Vorliegender Text ->
• Nach der Bildungs-Katastrophe häufen sich Fragen
  • 12.07.2011

WPROST: Die Abitur-Panne  

Die Abitur-Panne nimmt diese Woche in der polnischen Presse viel Platz ein. Die Tageszeitung Wprost spricht sogar von einem Bildungs-Desaster. In diesem Jahr hat beinahe jeder vierte Schüler das Abiturexamen nicht bestanden. Die meisten Schüler konnten die mathematischen Aufgaben nicht bewältigen, schreibt Wprost und sucht nach den Ursachen der schwachen Abitur-Ergebnisse. Der Vizechef der Zentralen Examenskommission Miroslaw Sawicki erklärte nach dem Examen, dass größtenteils die Schüler selbst an der Panne schuld seien. Dieser Jahrgang sei einfach schwach, so Sawicki. Diese Aussage löste unter Spezialisten eine Welle der Verwunderung aus. Man könne von einem schwachen Wein-Jahrgang sprechen, weil es zum Beispiel schlechtes Wetter gegeben habe, empört sich der Pädagoge von der Polnischen Akademie der Wissenschaften, Professor Krzysztof Konarzewski. Aber von einem schwachen Schüler-Jahrgang? Solle das heißen, dass gerade vor 20 Jahren die Spermien besonders schlechter Qualität gewesen seien?  

Bereits im letzten Jahr hatten die Abiturienten große Probleme mit der Mathematik-Prüfung. 2010 ist das Fach nach 20-jähriger Pause erneut zu einem Abiturpflichtfach geworden. Aus diesem Grund haben sich die Experten bemüht, das Examen relativ einfach zu gestalten. Dennoch haben die mathematischen Aufgaben vor einem Jahr 13% der Schüler nicht bewältigt. Dass es in diesem Jahr schlimmer und das Examen schwieriger wird, haben viele gewusst. Trotzdem haben sich die Lehrer nicht darum bemüht, ihren Schülern den Unterrichtsstoff besser beizubringen. Es ging vor allem darum, die Schüler auf den bevorstehenden Mathematik-Test vorzubereiten.

Aufgabe A -> Schreib aus dem Text zur Abitur-Panne das Stück von "Bereits im letzten" bis "bevorstehenden Mathematik-Test vorzubereiten." wortgetreu ab.
Aufgabe B -> Wie viel Prozent der Schüler haben laut dem Text zur Abitur-Panne vor einem Jahr die Mathe-Aufgaben nicht geschafft?
Aufgabe C -> Setz den Text zur Abitur-Panne nach seinem letzten Satz fort.

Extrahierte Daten
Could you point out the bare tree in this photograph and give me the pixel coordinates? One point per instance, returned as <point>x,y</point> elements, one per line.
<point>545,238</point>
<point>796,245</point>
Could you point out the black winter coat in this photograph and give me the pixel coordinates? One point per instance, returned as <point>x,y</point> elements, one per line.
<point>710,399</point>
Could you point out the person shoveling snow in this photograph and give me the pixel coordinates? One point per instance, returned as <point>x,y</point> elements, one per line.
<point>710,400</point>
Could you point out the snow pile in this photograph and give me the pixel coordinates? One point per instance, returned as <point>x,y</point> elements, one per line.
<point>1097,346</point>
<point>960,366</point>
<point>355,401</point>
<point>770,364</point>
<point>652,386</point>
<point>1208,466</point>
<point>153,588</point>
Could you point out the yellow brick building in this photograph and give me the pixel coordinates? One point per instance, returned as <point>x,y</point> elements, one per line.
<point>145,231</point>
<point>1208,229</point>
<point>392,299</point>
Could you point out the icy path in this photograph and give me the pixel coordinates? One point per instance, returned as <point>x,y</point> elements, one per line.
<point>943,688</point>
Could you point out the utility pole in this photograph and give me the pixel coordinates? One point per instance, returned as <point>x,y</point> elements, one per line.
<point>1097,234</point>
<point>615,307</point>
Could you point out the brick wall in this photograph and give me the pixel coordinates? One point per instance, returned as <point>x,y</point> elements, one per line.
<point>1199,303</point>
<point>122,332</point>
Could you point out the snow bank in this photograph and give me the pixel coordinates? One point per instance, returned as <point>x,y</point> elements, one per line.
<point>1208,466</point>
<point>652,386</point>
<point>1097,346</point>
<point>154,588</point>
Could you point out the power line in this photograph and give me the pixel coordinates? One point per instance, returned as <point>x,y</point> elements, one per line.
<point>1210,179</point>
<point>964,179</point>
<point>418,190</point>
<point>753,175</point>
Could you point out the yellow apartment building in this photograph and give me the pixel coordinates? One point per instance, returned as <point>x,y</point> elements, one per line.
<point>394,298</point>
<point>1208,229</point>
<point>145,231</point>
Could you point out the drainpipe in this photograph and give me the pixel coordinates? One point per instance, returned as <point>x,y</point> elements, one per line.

Antwort A ->
Bereits im letzten Jahr hatten die Abiturienten große Probleme mit der Mathematik-Prüfung. 2010 ist das Fach nach 20-jähriger Pause erneut zu einem Abiturpflichtfach geworden. Aus diesem Grund haben sich die Experten bemüht, das Examen relativ einfach zu gestalten. Dennoch haben die mathematischen Aufgaben vor einem Jahr 13% der Schüler nicht bewältigt. Dass es in diesem Jahr schlimmer und das Examen schwieriger wird, haben viele gewusst. Trotzdem haben sich die Lehrer nicht darum bemüht, ihren Schülern den Unterrichtsstoff besser beizubringen. Es ging vor allem darum, die Schüler auf den bevorstehenden Mathematik-Test vorzubereiten.

Antwort B -> 13 %.

Antwort C ->
Der Mathe-Lehrer Henryk Pawlowski kann das nicht verstehen: Einst sei Mathematik schon in der Grundschule sehr gründlich unterrichtet worden. Jeder Schüler konnte Tabellen und Funktionsgraphen lesen. Und heute löse man ständig verschiedene Tests. Wozu das führt, so Pawlowski, haben sowohl die Schüler als auch die Lehrer und Erneuerer der polnischen Schule gerade erfahren.

 

RZECZPOSPOLITA: Braucht denn wirklich jeder das Abitur? 

In der Technischen Schule im kleinpolnischen Trzyciąż  hat in diesem Jahr kein einziger Schüler das Abitur bestanden, berichtet die Tageszeitung Rzeczpospolita. Das Examen haben 12 Schüler abgelegt: alle sind in Mathe durchgefallen. Es sei eine unangenehme Überraschung, so schlecht sei es noch nie gewesen, sagt Waldemar Mendak, Leiter der lokalen Bildungskommission. Es gab immer Schulen, wo niemand das Abitur bestanden hat, doch es handelte sich dabei bislang nur um eine Randerscheinung.

Laut Professor Aleksander Nalaskowski von der Universität in Torun war ein Lyzeum mit Abiturabschluss früher eine Talentschmiede. Heute täusche man die Schüler, indem man sage, jeder könne ein Lyzeum besuchen und jeder könne das Abitur bestehen. Wie es scheint, stimme diese Logik nicht. Es genüge nur das Abiturexamen auf einem etwas höherem Niveaus zu gestalten und schon könne ein Großteil der Schüler die Aufgaben nicht lösen, so Professor Nalaskowski in der Rzeczpospolita.

Was passiert in Zukunft mit der Schule in Trzyciąż? Wahrscheinlich wird sie geschlossen. Es gibt keine jungen Menschen mehr, die die Schule künftig besuchen möchten.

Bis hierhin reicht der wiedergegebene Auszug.